**Objective 1:** In the ZooKeeper thread, how many requests per second can a single-core machine running a standalone ensemble still process?
**Objective 2:** Please extract from the ZooKeeper thread the part that opens with the words containing "See this page" and closes with "http://bit.ly/csQLQ5)".

**Reading passage:**
Write performance actually _decreases_ as you add ZK servers, while read 
performance increases modestly: http://bit.ly/9JEUju

See this page for a recent survey I did looking at operational latency 
with both standalone server and an ensemble of size 3: 
http://bit.ly/4ekN8G You'll notice that a single core machine running a 
standalone ZK ensemble (1 server) is still able to process 15k requests 
per second. This is orders of magnitude greater than what hbase 
currently uses ZK for (may change in future). (background: 
http://bit.ly/csQLQ5)

Patrick

Micha? Podsiad?owski wrote:
> Hey all,
> I was asking about minimum number of zookeepers and usually everybody was
> saying odd number >=3. Are there any reasons for this. Have you encounter
> any problems from single zookeeper?  As far as know already hbase is doing
> very very little operations using zookeeper so load on it is insignificant.
> If I have only one master and one namenode i do have 2 SPOF so another one
> is not a big deal.  Currently we have 3 zookeepers running on xen os with
> datanode/hregion on physical machine.
> Can someone advice something?
> 
> Thanks,
> Michal
>

Re: HBase Insert Performance

Posted by Jean-Daniel Cryans <jd...@apache.org>.

If you have 1 cluster and it's very small, as you point out HBase isn't
intense on ZK (yet) so using only 1 ZK is ok.

Another setup like we have here at stumbleupon is multiple clusters using
the same quorum. In this case it makes sense to get 3 or 5 nodes and in our
case the hardware is beefy enough so that they coexist with some slave
processes.

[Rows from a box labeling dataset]
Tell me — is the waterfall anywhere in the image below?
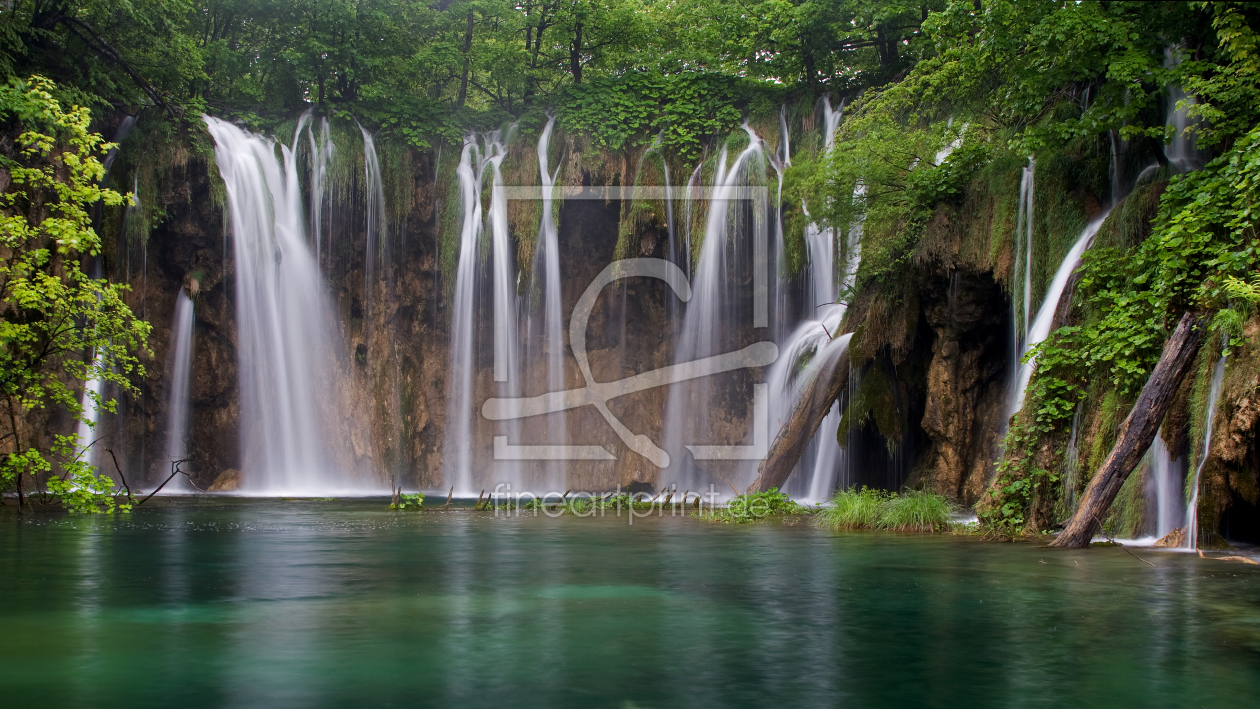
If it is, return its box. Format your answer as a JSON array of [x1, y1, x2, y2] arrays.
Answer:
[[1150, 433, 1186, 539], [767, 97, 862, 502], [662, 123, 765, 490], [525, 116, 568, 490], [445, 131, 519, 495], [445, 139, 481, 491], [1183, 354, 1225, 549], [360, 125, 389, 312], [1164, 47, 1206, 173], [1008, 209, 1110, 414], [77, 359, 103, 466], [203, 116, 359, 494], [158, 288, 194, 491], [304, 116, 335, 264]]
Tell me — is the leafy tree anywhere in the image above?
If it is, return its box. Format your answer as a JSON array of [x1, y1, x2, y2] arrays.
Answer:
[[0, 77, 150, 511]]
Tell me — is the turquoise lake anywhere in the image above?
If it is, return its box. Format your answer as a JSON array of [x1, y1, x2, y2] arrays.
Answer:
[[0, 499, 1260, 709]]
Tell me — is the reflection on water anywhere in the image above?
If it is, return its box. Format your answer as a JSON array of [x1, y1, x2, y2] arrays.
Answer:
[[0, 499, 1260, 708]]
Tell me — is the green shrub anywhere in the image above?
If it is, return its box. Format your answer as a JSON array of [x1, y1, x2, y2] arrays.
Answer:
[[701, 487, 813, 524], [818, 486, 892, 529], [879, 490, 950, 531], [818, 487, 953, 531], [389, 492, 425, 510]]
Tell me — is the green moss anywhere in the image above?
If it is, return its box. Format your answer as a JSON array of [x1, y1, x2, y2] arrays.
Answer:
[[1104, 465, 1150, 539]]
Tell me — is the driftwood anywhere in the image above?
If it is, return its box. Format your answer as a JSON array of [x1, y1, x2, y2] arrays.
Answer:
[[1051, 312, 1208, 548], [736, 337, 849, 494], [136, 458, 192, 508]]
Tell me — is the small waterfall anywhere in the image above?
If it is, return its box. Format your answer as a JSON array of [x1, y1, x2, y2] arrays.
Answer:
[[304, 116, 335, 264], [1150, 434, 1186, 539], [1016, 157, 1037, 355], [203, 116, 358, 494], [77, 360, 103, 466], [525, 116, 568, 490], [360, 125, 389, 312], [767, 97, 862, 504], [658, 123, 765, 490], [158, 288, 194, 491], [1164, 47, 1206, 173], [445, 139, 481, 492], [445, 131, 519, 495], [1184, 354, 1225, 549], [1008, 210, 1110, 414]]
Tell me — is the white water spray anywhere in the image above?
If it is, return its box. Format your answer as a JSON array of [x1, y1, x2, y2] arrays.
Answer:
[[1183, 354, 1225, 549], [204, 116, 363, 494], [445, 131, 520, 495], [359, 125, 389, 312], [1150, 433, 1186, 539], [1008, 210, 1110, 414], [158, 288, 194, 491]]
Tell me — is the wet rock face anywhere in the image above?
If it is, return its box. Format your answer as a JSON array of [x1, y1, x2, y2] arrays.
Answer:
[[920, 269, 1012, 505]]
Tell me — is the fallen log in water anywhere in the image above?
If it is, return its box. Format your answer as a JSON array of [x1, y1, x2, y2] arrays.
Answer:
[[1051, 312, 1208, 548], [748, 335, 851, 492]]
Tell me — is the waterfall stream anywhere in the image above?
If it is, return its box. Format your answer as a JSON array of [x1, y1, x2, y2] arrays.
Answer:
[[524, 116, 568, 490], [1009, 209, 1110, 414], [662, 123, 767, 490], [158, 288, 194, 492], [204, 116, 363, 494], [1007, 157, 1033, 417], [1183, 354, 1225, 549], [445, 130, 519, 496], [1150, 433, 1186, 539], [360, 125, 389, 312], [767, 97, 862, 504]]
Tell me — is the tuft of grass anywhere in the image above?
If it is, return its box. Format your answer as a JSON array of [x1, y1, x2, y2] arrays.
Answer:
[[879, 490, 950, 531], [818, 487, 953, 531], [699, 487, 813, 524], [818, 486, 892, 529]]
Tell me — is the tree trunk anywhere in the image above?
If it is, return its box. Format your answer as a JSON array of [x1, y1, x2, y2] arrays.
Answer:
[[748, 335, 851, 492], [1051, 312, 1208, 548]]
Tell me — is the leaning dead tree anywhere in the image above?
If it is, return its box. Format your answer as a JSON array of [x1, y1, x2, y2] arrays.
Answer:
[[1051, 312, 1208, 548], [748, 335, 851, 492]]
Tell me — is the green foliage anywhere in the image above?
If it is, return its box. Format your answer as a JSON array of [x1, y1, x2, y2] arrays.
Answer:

==

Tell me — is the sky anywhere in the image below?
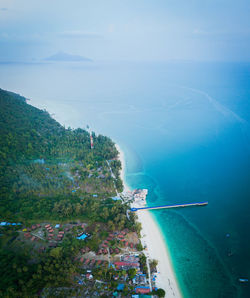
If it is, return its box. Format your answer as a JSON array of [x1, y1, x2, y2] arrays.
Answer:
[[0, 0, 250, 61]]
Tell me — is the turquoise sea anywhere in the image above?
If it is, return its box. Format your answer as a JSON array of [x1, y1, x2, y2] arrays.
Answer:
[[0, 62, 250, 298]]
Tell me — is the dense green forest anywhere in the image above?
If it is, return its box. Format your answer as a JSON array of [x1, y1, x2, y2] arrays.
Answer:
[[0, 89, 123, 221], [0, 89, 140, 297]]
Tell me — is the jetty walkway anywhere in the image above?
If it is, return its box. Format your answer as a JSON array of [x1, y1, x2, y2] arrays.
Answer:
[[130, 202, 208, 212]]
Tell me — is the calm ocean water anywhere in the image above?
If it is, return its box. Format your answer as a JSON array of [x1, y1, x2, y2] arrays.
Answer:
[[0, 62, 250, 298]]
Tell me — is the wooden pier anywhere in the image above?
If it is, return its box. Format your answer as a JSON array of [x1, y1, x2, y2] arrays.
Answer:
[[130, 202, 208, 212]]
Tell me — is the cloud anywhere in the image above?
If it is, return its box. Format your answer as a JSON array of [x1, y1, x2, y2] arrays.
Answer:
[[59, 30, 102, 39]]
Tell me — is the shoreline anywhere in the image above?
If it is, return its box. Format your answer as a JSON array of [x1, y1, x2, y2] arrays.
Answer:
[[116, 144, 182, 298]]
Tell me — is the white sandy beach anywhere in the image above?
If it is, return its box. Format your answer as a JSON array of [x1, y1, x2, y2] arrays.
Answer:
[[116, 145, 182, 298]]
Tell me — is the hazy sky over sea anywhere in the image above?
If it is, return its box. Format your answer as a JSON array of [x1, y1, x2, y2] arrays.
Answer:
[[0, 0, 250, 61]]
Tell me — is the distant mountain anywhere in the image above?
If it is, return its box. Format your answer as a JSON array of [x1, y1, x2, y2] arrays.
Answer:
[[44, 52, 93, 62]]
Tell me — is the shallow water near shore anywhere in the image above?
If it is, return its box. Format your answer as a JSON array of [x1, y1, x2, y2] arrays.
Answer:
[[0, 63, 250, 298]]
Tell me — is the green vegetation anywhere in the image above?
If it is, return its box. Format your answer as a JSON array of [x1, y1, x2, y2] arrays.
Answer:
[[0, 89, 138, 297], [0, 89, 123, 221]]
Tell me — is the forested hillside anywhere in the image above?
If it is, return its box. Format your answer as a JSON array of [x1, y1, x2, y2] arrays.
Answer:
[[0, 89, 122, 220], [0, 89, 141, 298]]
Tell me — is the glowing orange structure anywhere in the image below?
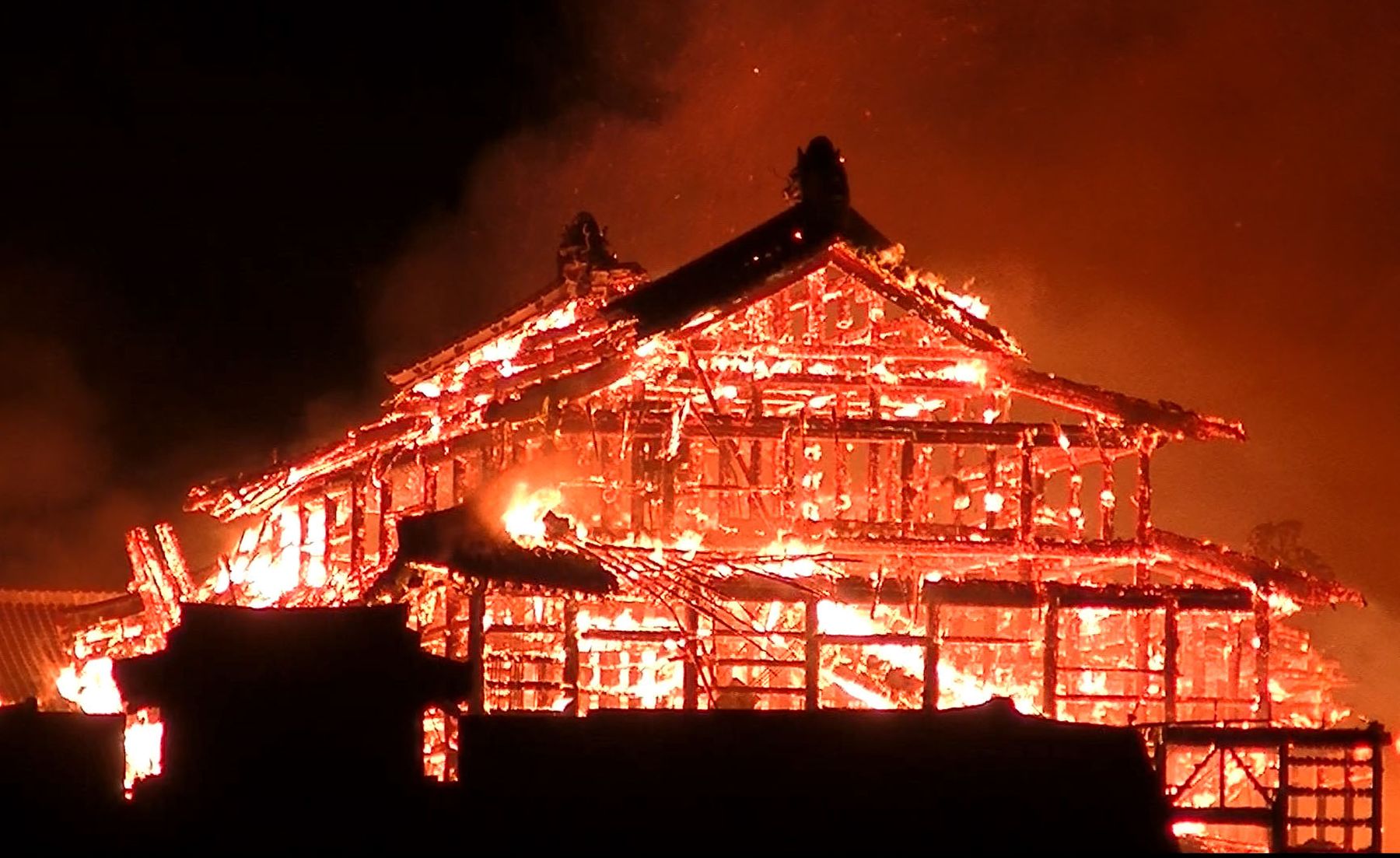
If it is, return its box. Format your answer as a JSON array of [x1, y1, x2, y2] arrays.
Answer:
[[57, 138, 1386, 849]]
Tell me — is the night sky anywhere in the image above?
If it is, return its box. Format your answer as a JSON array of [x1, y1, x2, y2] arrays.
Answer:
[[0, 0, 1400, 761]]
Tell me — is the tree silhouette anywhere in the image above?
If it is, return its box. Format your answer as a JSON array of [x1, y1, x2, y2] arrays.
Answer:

**Correct answer 1:** 15k requests per second.

**Correct answer 2:**
See this page for a recent survey I did looking at operational latency 
with both standalone server and an ensemble of size 3: 
http://bit.ly/4ekN8G You'll notice that a single core machine running a 
standalone ZK ensemble (1 server) is still able to process 15k requests 
per second. This is orders of magnitude greater than what hbase 
currently uses ZK for (may change in future). (background: 
http://bit.ly/csQLQ5)